### Data under study
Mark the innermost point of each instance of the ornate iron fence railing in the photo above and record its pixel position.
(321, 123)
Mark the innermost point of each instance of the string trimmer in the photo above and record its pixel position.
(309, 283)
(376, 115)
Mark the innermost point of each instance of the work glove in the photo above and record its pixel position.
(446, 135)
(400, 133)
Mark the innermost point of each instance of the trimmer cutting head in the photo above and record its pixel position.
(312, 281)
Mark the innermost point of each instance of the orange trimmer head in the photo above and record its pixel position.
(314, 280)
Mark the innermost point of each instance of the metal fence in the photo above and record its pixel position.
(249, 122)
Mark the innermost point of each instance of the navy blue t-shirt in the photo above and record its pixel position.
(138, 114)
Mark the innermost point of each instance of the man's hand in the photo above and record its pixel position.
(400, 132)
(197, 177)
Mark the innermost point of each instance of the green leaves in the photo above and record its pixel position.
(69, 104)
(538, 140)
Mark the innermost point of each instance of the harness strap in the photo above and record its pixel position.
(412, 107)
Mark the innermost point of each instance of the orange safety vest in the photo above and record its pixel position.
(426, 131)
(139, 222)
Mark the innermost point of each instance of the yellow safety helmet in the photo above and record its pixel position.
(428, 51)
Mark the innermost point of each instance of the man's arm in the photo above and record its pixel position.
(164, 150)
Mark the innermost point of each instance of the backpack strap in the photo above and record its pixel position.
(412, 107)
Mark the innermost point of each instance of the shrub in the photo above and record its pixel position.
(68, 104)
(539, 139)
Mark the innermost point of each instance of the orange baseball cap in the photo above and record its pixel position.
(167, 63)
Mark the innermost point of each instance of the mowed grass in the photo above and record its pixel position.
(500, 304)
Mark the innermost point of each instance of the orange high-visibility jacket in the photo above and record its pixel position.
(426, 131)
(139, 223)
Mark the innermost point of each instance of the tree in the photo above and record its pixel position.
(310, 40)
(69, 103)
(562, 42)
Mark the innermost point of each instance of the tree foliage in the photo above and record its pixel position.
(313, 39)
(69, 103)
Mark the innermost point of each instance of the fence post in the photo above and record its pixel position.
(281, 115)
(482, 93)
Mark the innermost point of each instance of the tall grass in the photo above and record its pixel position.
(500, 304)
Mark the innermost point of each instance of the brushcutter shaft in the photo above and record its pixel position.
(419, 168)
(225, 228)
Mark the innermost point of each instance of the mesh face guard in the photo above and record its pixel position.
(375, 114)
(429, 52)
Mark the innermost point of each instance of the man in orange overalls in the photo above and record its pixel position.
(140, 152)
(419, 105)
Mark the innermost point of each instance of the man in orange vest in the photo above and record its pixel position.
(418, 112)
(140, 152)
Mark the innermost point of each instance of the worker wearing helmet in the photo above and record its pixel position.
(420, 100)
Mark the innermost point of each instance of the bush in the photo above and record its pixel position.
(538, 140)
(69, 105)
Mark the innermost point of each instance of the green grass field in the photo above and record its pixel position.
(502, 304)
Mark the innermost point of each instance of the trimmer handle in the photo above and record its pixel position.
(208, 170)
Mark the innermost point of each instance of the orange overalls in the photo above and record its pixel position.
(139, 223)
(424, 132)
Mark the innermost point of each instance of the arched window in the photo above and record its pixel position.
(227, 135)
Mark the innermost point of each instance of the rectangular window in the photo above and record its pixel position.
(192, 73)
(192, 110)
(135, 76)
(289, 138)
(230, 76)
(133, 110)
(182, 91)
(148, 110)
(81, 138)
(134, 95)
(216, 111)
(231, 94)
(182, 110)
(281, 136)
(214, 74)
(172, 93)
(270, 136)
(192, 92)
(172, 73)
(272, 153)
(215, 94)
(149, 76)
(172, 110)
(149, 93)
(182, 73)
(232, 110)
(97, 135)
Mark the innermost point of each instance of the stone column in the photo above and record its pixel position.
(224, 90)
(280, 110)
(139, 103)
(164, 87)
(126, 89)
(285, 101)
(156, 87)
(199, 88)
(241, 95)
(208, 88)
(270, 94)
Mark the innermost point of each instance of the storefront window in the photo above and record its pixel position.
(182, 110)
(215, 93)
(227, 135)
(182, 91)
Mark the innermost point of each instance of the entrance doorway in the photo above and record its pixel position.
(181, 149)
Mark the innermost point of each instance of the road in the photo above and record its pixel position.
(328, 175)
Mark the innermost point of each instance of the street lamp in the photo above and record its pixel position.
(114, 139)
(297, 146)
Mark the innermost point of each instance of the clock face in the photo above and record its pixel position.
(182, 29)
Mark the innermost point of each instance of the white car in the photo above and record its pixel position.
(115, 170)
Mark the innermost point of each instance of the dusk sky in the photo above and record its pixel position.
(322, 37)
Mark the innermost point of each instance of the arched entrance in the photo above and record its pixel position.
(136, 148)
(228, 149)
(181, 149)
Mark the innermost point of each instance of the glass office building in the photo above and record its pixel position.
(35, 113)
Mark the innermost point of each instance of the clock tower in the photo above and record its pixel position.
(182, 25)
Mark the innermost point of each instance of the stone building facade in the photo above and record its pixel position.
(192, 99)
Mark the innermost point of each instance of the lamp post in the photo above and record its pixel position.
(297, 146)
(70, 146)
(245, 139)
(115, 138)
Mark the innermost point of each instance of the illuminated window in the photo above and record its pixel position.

### What is needed
What you should do is return the records above exactly, leaving nothing out.

### Written solution
Mark the innermost point of each instance of the ornate iron fence railing in the photo above and record its pixel position.
(321, 123)
Mark the innermost point of each instance of the string trimmer in the photo above and record its pixel position.
(309, 283)
(376, 115)
Mark the innermost point of each instance of the work glove in the photo above and record its pixel position.
(446, 135)
(400, 133)
Mark the innermost point of each instance of the trimmer cutting head in the photo above and record its pixel position.
(312, 281)
Mark the innermost point of each instance of the orange trimmer head in the photo above and record its pixel position.
(314, 280)
Mark the innermost point of each instance of the metal fence in the photo above and record its pixel position.
(249, 122)
Mark the innermost point of each instance of the navy blue t-shirt in the photo above and record its pixel position.
(138, 114)
Mark the innermost point of each instance of the man's hand in the photo above and record its pixel position.
(400, 132)
(197, 177)
Mark the innermost point of each instance of the green leaves in the photo above and record its pixel position.
(69, 104)
(538, 140)
Mark the innermost point of each instance of the harness strap in the photo above and record its pixel position.
(412, 107)
Mark the innermost point of each instance of the orange safety vest in the photo above and record its pixel position.
(426, 131)
(139, 222)
Mark the innermost point of each instance of the yellow safety helmet in the photo above and record its pixel position.
(428, 51)
Mark the innermost point of each instance of the man's arm in the photo above and record its pixel position.
(164, 150)
Mark the innermost point of each instance of the backpack strap in the photo above and record its pixel position.
(412, 107)
Mark the innermost point of each instance of the shrub in the photo above and record its pixel position.
(68, 104)
(539, 139)
Mark the innermost point of each instance of the orange baseball cap in the photo above and record its pixel position.
(167, 63)
Mark the innermost point of each instance of the mowed grass in the photo above and record its pixel position.
(500, 304)
Mark the innermost point of each instance of the orange high-visibility jacket in the photo above and record its pixel position.
(426, 131)
(139, 223)
Mark the innermost point of each instance of the tree in the photo above and record its pixel position.
(310, 40)
(69, 103)
(562, 42)
Mark the innermost point of each instance of the tree foliage in the photo above and record its pixel position.
(313, 39)
(69, 103)
Mark the innermost point of each instance of the fence post in the photo above and record its pixel position.
(281, 115)
(482, 93)
Mark the innermost point of each instance of the tall grass in the photo above and record its pixel position.
(500, 304)
Mark the innermost point of each instance of the brushcutter shaft in the photo above and record its pixel position.
(419, 168)
(225, 228)
Mark the innermost point of each instance of the mesh face guard in the photo above and record its pixel position.
(375, 114)
(429, 52)
Mark the innermost point of each instance of the man in orange overalls in the photo above and record its pixel position.
(140, 152)
(419, 105)
Mark the innermost point of each instance of the man in orange vest in the photo above and record its pixel position.
(418, 112)
(140, 152)
Mark the innermost point of each instance of the worker wearing helmet in the photo above and record its pixel position.
(420, 100)
Mark the innermost point of each instance of the bush in the photo above and record its pixel position.
(538, 140)
(69, 105)
Mark the innermost point of each instance of the green grass field in the photo above and record its pixel position.
(502, 304)
Mark the innermost point of each instance of the trimmer handle in the photo above and record its pixel position.
(208, 170)
Mark the innermost point of each instance of the orange overalls in the photo above and record its pixel position.
(139, 223)
(424, 132)
Mark the innermost point of each instance of the arched window in the photo above and record its pixel position.
(227, 135)
Mark the innermost point of each instance of the rectangular window in the photo above and record its pixel position.
(192, 73)
(192, 110)
(135, 76)
(289, 138)
(230, 76)
(133, 110)
(182, 91)
(148, 110)
(81, 138)
(134, 95)
(216, 111)
(231, 94)
(182, 110)
(281, 136)
(214, 74)
(172, 93)
(270, 136)
(192, 92)
(172, 73)
(272, 153)
(215, 94)
(149, 76)
(172, 110)
(149, 93)
(182, 73)
(232, 110)
(97, 135)
Mark the innermost point of each instance of the stone column in the photo above and record its pixel position.
(224, 90)
(280, 110)
(139, 103)
(164, 87)
(126, 89)
(285, 101)
(156, 87)
(199, 88)
(241, 95)
(208, 88)
(270, 94)
Mark the innermost point of each instance of the storefront window in the photo above and record its pixel position.
(182, 110)
(215, 93)
(227, 135)
(182, 91)
Mark the innermost point of each instance of the entrance doorway in the photo above and record its pixel position.
(181, 149)
Mark the innermost point of each instance of the road in the photo above and record its pixel position.
(328, 175)
Mark the innermost point of each instance of the street lamp in the photo above and record its pixel position.
(114, 139)
(297, 146)
Mark the innermost point of each instance of the clock face in the photo above and record its pixel position.
(182, 29)
Mark the innermost point of each instance of the white car in the photo above and record its pixel position.
(115, 170)
Mark the innermost point of each instance of the dusk sky in the photo above and record its pixel position.
(322, 37)
Mark the innermost point of each instance of the arched entrance in the photo above and record its pixel position.
(136, 148)
(228, 149)
(181, 149)
Mark the innermost point of each instance of the glass office building in the photo above and record its pixel position.
(35, 113)
Mark the innermost point of each instance of the clock tower in the photo above and record its pixel position.
(182, 25)
Mark the innermost point of each instance of the stone building facade in the photo above and record its pixel position.
(192, 99)
Mark the innermost point of each instance of the lamp post in the photo above and record its pixel position.
(297, 146)
(70, 146)
(245, 139)
(115, 138)
Mark the innermost point of each instance of the illuminated window in the photo above and record its pixel position.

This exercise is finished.